TEXT:
# Toyota will reportedly invest $500 million in Uber for self-driving car research



## jocker12 (May 11, 2017)

Toyota will invest $500 million in Uber in a deal that values the ride-hail giant at $72 billion, according to The Wall Street Journal. As part of the agreement, the two companies will work jointly on developing self-driving cars. That's a slightly higher valuation for Uber than what it got last December when Japan's Softbank acquired a 20 percent stake in the ride-hailing business.

The news comes as Uber has been scaling back its in-house self-driving car project in the wake of a fatal crash last March in Tempe, Arizona. A self-driving Uber vehicle struck and killed a 49-year-old woman as she was crossing the street. Spokespersons for Uber and Toyota did not immediately respond to a request for comment

This isn't the first time Toyota has invested in Uber. Back in 2016, the Japanese automaker announced it was forming a "strategic partnership" with the San Francisco-based company, in which Uber drivers can lease their vehicles from Toyota and cover their payments through earnings generated as Uber drivers. The deal also included an investment of an undisclosed amount.

Toyota, which is the world's largest car manufacturer, is taking self-driving technology very seriously. It recently established the Toyota Research Institute to develop AI technologies in two main areas: autonomous cars and robot helpers for around the home. Earlier this year, the automaker announced plans to build a gigantic, 60-acre facility in Michigan to test "edge case" driving scenarios with its autonomous vehicles that are too dangerous to perform on public roads. Toyota also plans to invest $2.8 billion in a new software company it created in order to develop software systems that can power fully self-driving vehicles.

INFORMATION SHOWN:

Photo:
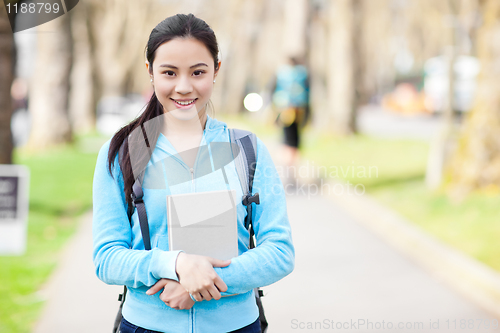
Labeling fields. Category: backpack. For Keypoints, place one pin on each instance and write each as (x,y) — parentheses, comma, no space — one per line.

WRITTEN REQUEST A:
Please reproduce everything in the post about Toyota and Uber from "## jocker12 (May" down to "the ride-hailing business.".
WRITTEN REQUEST B:
Summarize the post about Toyota and Uber in two sentences.

COMPLETE OUTPUT A:
## jocker12 (May 11, 2017)

Toyota will invest $500 million in Uber in a deal that values the ride-hail giant at $72 billion, according to The Wall Street Journal. As part of the agreement, the two companies will work jointly on developing self-driving cars. That's a slightly higher valuation for Uber than what it got last December when Japan's Softbank acquired a 20 percent stake in the ride-hailing business.

COMPLETE OUTPUT B:
Toyota will reportedly invest $500 million in Uber in a deal that values the ride-hail company at $72 billion, and the two will jointly develop self-driving cars. The investment comes as Uber scales back its in-house self-driving project after a fatal crash in Tempe, Arizona, while Toyota pursues the technology through its research institute, a planned Michigan test facility, and a new software company.